-- Task to complete --
The answer must consist of the entire listing, repeated exactly.

-- Raw data --
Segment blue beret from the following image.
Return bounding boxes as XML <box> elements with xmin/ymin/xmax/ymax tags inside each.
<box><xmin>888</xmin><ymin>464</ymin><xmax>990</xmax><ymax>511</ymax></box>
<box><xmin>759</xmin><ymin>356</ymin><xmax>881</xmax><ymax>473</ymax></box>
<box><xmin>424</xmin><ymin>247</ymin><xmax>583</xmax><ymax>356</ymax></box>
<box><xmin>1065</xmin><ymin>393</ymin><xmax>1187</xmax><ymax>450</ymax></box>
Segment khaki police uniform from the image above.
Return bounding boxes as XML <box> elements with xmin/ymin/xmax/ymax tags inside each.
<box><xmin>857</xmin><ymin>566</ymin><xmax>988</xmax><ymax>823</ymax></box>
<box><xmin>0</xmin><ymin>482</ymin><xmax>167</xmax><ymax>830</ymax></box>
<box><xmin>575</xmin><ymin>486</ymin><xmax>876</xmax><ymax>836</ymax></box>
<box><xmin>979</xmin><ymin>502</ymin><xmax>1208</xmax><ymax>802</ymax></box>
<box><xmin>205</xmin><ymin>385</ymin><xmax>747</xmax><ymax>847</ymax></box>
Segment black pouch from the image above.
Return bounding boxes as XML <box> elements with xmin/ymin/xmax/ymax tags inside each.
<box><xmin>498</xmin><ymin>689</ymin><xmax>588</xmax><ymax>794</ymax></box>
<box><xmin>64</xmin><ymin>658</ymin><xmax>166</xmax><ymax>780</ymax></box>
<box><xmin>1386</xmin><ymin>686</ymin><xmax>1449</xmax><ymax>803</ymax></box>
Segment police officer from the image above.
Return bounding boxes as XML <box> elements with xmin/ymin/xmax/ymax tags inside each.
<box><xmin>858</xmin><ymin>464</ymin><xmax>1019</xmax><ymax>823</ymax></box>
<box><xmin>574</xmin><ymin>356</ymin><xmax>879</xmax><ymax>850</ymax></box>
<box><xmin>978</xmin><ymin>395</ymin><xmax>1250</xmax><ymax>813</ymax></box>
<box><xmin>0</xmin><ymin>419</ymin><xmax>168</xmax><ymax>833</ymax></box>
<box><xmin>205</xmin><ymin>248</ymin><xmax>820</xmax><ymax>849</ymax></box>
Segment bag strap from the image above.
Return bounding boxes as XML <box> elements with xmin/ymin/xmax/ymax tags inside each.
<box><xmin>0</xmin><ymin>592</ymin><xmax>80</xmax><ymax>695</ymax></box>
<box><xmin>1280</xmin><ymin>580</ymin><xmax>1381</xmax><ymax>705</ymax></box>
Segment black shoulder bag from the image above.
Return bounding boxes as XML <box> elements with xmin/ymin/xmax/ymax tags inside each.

-- Result for this task --
Segment blue beret from the following image.
Return bounding boxes as XML <box> elements with xmin/ymin/xmax/ymax tags inside each.
<box><xmin>888</xmin><ymin>464</ymin><xmax>990</xmax><ymax>511</ymax></box>
<box><xmin>759</xmin><ymin>356</ymin><xmax>881</xmax><ymax>473</ymax></box>
<box><xmin>424</xmin><ymin>247</ymin><xmax>583</xmax><ymax>356</ymax></box>
<box><xmin>1065</xmin><ymin>393</ymin><xmax>1187</xmax><ymax>450</ymax></box>
Segment khaki police uniform from the image above.
Return bounding boxes as XML <box> elements with xmin/ymin/xmax/ymax tags inside each.
<box><xmin>857</xmin><ymin>566</ymin><xmax>988</xmax><ymax>823</ymax></box>
<box><xmin>0</xmin><ymin>482</ymin><xmax>167</xmax><ymax>830</ymax></box>
<box><xmin>575</xmin><ymin>486</ymin><xmax>876</xmax><ymax>836</ymax></box>
<box><xmin>979</xmin><ymin>502</ymin><xmax>1208</xmax><ymax>802</ymax></box>
<box><xmin>205</xmin><ymin>385</ymin><xmax>747</xmax><ymax>847</ymax></box>
Segment black pouch from the image above.
Return bounding boxes as XML <box> elements with xmin/ymin/xmax/ymax tags inside each.
<box><xmin>498</xmin><ymin>689</ymin><xmax>588</xmax><ymax>794</ymax></box>
<box><xmin>64</xmin><ymin>658</ymin><xmax>166</xmax><ymax>780</ymax></box>
<box><xmin>1386</xmin><ymin>686</ymin><xmax>1449</xmax><ymax>803</ymax></box>
Segment police officer from the image above.
Return bounding boxes as XML <box> elements with xmin/ymin/xmax/ymax tags inside each.
<box><xmin>858</xmin><ymin>464</ymin><xmax>1019</xmax><ymax>823</ymax></box>
<box><xmin>574</xmin><ymin>356</ymin><xmax>879</xmax><ymax>850</ymax></box>
<box><xmin>978</xmin><ymin>395</ymin><xmax>1250</xmax><ymax>813</ymax></box>
<box><xmin>0</xmin><ymin>419</ymin><xmax>168</xmax><ymax>833</ymax></box>
<box><xmin>205</xmin><ymin>248</ymin><xmax>820</xmax><ymax>849</ymax></box>
Segment bag strap from the image above.
Return bounding boxes as XML <box> elements with xmin/ymin/xmax/ymax tags inside each.
<box><xmin>0</xmin><ymin>592</ymin><xmax>80</xmax><ymax>695</ymax></box>
<box><xmin>1280</xmin><ymin>580</ymin><xmax>1381</xmax><ymax>705</ymax></box>
Segment black shoulder bag from the image above.
Return bounding boxes as XML <box> elements with xmin/ymin/xmax/ymax tags inside each.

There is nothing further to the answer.